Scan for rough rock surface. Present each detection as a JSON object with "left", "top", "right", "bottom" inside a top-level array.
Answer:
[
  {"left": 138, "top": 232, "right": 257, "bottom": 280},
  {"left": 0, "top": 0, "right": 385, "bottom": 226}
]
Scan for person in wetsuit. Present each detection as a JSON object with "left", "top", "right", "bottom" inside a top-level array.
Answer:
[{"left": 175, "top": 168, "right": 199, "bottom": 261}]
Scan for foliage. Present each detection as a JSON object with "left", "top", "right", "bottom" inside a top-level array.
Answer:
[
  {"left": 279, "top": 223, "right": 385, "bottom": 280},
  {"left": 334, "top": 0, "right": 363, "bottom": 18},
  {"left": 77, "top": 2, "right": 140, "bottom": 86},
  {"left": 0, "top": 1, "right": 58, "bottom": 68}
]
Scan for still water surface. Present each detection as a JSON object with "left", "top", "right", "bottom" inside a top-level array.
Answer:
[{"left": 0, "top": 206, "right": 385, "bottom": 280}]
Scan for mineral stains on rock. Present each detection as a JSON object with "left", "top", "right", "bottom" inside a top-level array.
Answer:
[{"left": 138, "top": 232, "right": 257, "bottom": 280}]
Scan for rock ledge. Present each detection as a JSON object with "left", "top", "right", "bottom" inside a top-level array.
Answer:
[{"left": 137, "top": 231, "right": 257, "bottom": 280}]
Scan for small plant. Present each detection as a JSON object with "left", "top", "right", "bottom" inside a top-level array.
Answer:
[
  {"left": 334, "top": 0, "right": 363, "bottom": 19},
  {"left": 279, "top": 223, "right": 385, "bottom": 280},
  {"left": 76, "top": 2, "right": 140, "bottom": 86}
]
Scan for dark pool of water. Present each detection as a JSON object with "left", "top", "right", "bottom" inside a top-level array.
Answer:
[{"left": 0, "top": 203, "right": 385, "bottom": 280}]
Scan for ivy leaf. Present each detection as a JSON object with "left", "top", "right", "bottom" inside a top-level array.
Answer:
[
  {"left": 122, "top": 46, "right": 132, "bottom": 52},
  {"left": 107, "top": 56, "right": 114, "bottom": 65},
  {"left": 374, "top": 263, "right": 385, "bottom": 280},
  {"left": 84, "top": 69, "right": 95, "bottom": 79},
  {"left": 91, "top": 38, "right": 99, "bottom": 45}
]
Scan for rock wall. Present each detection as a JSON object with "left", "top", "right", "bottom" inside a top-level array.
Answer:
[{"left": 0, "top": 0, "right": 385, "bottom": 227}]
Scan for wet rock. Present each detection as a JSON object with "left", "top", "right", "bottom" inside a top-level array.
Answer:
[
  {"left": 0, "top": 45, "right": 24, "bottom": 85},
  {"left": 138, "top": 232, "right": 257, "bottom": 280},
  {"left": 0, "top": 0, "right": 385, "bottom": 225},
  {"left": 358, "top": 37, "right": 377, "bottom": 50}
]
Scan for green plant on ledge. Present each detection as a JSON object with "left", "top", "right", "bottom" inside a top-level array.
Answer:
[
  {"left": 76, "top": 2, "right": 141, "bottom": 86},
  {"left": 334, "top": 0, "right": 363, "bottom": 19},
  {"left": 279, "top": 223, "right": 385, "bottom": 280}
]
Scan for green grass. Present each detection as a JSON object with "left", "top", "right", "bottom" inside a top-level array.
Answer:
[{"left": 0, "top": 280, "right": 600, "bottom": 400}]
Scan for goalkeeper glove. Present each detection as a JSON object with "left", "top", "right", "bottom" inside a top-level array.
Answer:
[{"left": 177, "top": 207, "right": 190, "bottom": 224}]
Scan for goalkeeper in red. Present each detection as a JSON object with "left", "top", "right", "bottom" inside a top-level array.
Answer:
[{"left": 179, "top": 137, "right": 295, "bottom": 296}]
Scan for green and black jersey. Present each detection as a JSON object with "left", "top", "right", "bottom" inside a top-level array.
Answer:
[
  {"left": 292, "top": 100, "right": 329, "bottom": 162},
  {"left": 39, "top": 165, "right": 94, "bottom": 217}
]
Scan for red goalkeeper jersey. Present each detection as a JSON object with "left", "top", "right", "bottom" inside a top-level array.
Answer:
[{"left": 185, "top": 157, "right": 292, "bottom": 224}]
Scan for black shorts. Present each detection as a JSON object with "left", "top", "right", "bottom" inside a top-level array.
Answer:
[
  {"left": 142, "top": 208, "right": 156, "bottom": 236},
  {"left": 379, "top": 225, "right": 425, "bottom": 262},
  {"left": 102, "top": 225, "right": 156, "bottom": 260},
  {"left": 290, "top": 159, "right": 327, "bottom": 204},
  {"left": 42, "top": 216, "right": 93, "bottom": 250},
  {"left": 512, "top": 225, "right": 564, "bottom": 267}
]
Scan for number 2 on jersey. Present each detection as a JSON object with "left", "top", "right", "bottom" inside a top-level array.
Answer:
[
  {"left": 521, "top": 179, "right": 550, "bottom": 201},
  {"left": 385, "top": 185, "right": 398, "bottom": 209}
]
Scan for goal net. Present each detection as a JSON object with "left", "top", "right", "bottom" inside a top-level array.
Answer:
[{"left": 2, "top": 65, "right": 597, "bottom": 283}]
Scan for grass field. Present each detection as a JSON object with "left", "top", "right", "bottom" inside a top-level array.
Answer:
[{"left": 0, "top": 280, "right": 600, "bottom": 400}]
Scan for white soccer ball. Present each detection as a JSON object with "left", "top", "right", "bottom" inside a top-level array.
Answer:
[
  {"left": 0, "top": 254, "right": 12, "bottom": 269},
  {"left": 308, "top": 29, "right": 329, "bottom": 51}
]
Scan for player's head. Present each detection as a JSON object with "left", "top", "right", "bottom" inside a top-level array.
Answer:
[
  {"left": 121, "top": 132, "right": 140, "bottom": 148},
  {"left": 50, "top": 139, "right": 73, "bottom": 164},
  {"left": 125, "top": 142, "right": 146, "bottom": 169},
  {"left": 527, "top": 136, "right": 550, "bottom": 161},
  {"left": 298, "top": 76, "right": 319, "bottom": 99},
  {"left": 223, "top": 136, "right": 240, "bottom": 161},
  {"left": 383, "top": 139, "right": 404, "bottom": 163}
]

━━━━━━━━━━━━━━━━━━━━━━━━━━━━━━

[Aim]
Report each line from the listing above that includes the string "surface", copying every such line in full.

[Answer in full]
Scan for rough rock surface. Present each detection as a JSON object with "left", "top", "right", "bottom" inside a top-level array.
Scan for still water surface. Present each detection as a JSON object with "left", "top", "right", "bottom" inside a top-level array.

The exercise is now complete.